● Work required
Scale the entries from the start through the line containing "135 68 L 141", both ends included, and copy every line with the requests intact. Multiply each point coordinate in the path outlines by 1.05 and round it to a whole number, with halves rounding up.

[start of Records for processing]

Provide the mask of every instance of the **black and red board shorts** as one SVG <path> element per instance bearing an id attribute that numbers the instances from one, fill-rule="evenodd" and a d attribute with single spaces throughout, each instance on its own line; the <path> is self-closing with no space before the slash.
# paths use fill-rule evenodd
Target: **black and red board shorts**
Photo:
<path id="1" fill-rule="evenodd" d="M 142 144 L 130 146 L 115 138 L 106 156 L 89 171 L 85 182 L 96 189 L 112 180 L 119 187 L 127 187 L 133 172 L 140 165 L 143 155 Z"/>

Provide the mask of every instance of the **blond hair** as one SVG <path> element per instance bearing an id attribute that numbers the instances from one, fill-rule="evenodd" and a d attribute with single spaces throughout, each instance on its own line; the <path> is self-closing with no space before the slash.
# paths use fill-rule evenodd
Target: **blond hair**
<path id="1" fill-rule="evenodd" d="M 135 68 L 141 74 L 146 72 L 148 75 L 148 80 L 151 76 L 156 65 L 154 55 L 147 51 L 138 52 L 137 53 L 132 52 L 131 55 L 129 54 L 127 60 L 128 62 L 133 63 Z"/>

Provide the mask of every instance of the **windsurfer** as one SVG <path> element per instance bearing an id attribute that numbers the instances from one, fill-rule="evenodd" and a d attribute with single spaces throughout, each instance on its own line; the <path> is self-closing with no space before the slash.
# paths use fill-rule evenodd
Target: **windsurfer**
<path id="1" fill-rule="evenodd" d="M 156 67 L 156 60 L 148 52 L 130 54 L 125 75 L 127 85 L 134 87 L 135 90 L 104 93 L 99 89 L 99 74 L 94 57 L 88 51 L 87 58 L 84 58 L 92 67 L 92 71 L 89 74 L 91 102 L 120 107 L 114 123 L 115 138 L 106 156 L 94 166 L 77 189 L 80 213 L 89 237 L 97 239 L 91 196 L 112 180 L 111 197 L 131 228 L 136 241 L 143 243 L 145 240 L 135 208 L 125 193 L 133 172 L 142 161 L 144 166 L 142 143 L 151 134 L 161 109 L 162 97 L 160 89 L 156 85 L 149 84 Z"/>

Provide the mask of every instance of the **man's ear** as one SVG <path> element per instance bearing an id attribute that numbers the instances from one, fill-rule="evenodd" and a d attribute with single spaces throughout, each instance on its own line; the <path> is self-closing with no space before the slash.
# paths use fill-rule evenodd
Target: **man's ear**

[end of Records for processing]

● Solved exercise
Provide the mask of every instance of the **black and red board shorts** as one SVG <path> element per instance bearing an id attribute that numbers the instances from one, fill-rule="evenodd" and a d attribute with single spaces throughout, each instance on its own line; the <path> is self-closing with no space before the slash.
# paths use fill-rule evenodd
Target: **black and red board shorts**
Photo:
<path id="1" fill-rule="evenodd" d="M 149 151 L 137 153 L 121 145 L 111 164 L 93 180 L 89 191 L 101 198 L 118 189 L 125 196 L 133 196 L 140 181 L 147 173 L 150 163 Z"/>

Provide the mask of every instance of the **blond hair** as one SVG <path> element per instance bearing an id attribute that numbers the instances from one, fill-rule="evenodd" and a d attribute with single spaces throughout, each instance on its own line; the <path> is self-closing with no space before the slash.
# paths use fill-rule evenodd
Target: **blond hair**
<path id="1" fill-rule="evenodd" d="M 142 71 L 148 78 L 153 76 L 155 79 L 155 84 L 159 80 L 164 68 L 162 58 L 154 54 L 145 55 L 144 56 L 139 55 L 138 58 L 135 57 L 133 63 L 134 65 L 140 66 Z"/>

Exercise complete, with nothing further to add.